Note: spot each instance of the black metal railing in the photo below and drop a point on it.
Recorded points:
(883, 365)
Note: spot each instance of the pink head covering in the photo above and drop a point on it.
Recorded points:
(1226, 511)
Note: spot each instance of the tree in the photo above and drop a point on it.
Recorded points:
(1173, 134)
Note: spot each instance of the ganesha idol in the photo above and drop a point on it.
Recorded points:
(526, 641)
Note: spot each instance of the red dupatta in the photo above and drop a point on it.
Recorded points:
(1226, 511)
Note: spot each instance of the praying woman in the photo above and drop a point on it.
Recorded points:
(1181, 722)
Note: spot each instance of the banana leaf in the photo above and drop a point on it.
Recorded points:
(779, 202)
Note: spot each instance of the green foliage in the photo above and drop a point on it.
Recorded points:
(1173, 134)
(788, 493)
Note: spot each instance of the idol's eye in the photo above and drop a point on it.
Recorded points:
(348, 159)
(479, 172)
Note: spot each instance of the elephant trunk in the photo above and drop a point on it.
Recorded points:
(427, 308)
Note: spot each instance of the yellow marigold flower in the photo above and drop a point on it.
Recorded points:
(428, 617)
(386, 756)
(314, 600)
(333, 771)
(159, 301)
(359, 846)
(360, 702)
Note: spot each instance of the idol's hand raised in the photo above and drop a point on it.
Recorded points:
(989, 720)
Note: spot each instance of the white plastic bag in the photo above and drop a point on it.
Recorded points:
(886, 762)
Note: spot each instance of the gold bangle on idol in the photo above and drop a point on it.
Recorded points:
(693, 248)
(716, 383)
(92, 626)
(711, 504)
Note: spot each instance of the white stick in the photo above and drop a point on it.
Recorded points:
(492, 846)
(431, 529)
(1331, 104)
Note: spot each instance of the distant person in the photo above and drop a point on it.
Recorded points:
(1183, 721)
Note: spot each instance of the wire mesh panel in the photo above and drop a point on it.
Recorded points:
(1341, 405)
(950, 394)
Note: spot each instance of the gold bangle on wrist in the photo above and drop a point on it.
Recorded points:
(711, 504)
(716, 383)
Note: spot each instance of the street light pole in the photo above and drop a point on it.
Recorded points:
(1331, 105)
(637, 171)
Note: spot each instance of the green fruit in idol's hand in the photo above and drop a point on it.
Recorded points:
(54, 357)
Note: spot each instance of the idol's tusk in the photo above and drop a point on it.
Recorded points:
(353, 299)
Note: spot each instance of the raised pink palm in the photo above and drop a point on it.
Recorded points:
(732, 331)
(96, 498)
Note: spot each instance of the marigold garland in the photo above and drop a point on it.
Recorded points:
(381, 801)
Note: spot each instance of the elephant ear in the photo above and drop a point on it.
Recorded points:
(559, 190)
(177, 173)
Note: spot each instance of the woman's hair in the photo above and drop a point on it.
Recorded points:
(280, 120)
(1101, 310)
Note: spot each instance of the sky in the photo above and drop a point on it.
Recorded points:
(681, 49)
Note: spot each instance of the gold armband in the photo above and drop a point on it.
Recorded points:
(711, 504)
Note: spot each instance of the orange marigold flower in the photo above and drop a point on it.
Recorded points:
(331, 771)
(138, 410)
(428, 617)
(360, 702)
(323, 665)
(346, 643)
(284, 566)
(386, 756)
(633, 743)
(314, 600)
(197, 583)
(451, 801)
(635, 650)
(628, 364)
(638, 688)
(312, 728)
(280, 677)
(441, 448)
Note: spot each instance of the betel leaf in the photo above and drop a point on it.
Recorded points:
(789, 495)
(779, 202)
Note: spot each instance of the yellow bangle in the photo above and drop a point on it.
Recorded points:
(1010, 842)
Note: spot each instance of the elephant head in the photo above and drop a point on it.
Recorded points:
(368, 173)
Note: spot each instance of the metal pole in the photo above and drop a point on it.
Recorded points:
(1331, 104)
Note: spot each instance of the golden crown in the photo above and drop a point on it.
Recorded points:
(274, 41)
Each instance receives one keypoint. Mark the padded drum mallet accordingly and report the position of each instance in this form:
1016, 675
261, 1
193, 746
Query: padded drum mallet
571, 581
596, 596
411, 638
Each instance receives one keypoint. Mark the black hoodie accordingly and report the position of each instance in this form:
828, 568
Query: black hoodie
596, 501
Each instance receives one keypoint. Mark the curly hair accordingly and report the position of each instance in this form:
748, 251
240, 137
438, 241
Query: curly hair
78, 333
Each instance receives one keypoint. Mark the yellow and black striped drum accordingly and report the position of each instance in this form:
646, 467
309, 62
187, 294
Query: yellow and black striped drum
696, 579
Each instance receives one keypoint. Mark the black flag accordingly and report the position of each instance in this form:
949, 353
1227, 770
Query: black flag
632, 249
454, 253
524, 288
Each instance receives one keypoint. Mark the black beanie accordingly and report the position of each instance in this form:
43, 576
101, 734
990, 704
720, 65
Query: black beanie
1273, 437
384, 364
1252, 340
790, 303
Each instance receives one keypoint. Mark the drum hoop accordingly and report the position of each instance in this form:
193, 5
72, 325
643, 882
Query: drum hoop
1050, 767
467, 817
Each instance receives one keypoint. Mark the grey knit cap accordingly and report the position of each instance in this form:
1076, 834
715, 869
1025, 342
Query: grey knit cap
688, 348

========================================

## Exercise details
Lay out the records as a JSON list of strings, one string per line with blank lines omitted, beginning at the line that contains "Note: spot each instance of the raised" and stopping after the line that contains "(1101, 310)".

## Complete output
[
  "Note: spot each instance of the raised pink palm in the photo above and drop a point on it.",
  "Recorded points:",
  "(732, 331)",
  "(96, 498)",
  "Note: spot each instance of the marigold garland in the photo above and drop a point on it.",
  "Recorded points:",
  "(381, 801)",
  "Note: spot each instance of the elephant ear in the photo above and drop a point on it.",
  "Recorded points:",
  "(559, 190)",
  "(177, 173)",
  "Note: spot each instance of the woman's hair in the photo above and drop a point on it.",
  "Recorded points:",
  "(280, 120)",
  "(1101, 310)"
]